**Written request A**:
In the text on Raspberry Pi GPIO startup behavior, how are the GPIOs configured after power-up or reset?

**Page text**:
<<<<
GPIO Startup Behaviour and how to fix it

Uppose you have some external circuit connected to the Pi, and this external circuit should only become active after some software of yours has started running. One way to do this is to dedicate one GPIO pin to this function, i.e. use it do deliver an "enable" signal which is set to inactive initially. As long as it is at its default state, disable the external circuit. Then have your software change the state to a clearly non-default value, which activates the external circuit.

Warning: I also list options for interfacing to 5V logic here. While possibly safe, without the datasheet I cannot be sure. See here for a more detailled explanation

First Boot

On the Pi, the GPIOs are always configured as input after power-up or reset. Initially, both pull-up and pull-down are enabled. At least that is what I observed with mine on the first boot. Other people have also seen both being off and the signal-level floating. That is not really any better. To make matters worse, according to the limited datasheet published, the configuration with both on cannot actually be set. So Broadcom is delivering the chip with an invalid setting at least in some cases.
>>>>
**Working data**:
<<<<
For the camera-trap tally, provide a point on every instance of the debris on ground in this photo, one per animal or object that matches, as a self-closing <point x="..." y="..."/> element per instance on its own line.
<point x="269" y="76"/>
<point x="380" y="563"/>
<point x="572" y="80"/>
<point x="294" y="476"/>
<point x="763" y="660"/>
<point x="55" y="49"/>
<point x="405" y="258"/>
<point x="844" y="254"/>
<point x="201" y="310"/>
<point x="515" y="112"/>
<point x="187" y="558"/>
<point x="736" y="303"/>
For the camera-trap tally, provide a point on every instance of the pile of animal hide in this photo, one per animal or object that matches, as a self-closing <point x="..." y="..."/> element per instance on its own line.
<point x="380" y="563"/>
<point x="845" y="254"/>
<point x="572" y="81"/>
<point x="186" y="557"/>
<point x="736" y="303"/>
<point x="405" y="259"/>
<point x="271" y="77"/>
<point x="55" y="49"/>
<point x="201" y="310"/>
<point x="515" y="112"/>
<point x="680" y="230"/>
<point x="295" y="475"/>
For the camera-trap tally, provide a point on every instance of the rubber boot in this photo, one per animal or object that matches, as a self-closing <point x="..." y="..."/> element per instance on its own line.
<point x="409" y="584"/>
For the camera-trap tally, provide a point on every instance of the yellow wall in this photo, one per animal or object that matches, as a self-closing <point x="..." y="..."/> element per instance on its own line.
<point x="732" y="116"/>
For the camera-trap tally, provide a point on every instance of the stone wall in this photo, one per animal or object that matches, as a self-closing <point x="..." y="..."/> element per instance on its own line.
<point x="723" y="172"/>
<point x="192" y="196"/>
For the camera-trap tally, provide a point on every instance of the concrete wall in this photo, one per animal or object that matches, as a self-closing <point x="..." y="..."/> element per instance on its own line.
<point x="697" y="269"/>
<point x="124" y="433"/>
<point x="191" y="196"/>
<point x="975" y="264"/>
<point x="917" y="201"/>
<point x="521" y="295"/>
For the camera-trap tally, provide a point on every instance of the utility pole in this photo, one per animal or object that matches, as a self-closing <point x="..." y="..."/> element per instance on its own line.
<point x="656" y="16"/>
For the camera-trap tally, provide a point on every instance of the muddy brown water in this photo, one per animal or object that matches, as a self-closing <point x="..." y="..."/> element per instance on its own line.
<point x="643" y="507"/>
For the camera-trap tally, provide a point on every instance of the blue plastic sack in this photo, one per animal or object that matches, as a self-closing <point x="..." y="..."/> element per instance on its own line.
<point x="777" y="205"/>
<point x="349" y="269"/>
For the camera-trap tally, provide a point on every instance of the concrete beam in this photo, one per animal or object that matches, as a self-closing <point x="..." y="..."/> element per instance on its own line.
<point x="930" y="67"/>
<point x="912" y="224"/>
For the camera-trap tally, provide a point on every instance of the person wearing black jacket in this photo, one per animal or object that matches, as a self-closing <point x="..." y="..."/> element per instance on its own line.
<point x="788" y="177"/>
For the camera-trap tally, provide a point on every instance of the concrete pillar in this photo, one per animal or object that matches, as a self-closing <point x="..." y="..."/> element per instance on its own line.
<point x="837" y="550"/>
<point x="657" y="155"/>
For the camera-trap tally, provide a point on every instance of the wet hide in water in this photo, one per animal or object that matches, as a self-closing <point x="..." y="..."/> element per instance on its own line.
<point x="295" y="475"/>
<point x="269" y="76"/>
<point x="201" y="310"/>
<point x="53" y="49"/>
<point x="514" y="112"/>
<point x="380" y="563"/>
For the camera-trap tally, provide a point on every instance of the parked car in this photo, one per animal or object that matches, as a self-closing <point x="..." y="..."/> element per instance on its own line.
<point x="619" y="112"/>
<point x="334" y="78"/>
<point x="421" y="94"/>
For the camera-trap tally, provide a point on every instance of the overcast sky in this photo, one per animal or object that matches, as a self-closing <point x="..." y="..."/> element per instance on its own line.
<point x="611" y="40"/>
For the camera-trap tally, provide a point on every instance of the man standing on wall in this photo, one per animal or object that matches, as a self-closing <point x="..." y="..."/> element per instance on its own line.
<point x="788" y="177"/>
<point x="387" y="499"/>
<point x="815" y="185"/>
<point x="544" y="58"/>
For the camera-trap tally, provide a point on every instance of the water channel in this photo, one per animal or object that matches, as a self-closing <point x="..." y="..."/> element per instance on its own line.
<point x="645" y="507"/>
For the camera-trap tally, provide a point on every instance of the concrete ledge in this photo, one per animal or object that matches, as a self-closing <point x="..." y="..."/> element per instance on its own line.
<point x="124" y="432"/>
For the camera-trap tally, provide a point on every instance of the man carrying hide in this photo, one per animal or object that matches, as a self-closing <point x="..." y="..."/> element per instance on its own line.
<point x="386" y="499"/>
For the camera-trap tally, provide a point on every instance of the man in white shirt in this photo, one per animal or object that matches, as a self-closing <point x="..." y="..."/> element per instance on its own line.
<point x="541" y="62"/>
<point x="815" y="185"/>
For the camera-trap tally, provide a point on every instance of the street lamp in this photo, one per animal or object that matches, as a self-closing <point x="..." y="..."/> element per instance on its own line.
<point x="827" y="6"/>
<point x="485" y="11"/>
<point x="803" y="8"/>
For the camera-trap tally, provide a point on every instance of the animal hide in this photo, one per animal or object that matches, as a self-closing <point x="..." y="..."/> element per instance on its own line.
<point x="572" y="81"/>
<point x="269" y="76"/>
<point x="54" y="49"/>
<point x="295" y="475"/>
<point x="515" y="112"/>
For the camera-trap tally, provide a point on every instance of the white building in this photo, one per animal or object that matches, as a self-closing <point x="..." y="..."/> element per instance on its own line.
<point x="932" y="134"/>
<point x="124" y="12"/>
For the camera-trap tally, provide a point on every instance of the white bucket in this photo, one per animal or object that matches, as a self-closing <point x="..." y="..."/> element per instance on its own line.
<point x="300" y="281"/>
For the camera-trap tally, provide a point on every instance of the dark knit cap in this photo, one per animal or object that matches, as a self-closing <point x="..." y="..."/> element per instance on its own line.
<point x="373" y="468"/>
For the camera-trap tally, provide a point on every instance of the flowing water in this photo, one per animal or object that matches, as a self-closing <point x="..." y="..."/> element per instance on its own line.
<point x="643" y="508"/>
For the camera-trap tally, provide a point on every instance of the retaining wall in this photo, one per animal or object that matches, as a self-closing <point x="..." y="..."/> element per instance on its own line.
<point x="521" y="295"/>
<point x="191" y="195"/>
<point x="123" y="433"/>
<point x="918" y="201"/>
>>>>
**Written request B**:
Report how many lines of the records contain the string "beam", treating case as significant. Give only the number.

**Worked answer A**:
They are always configured as input.

**Worked answer B**:
1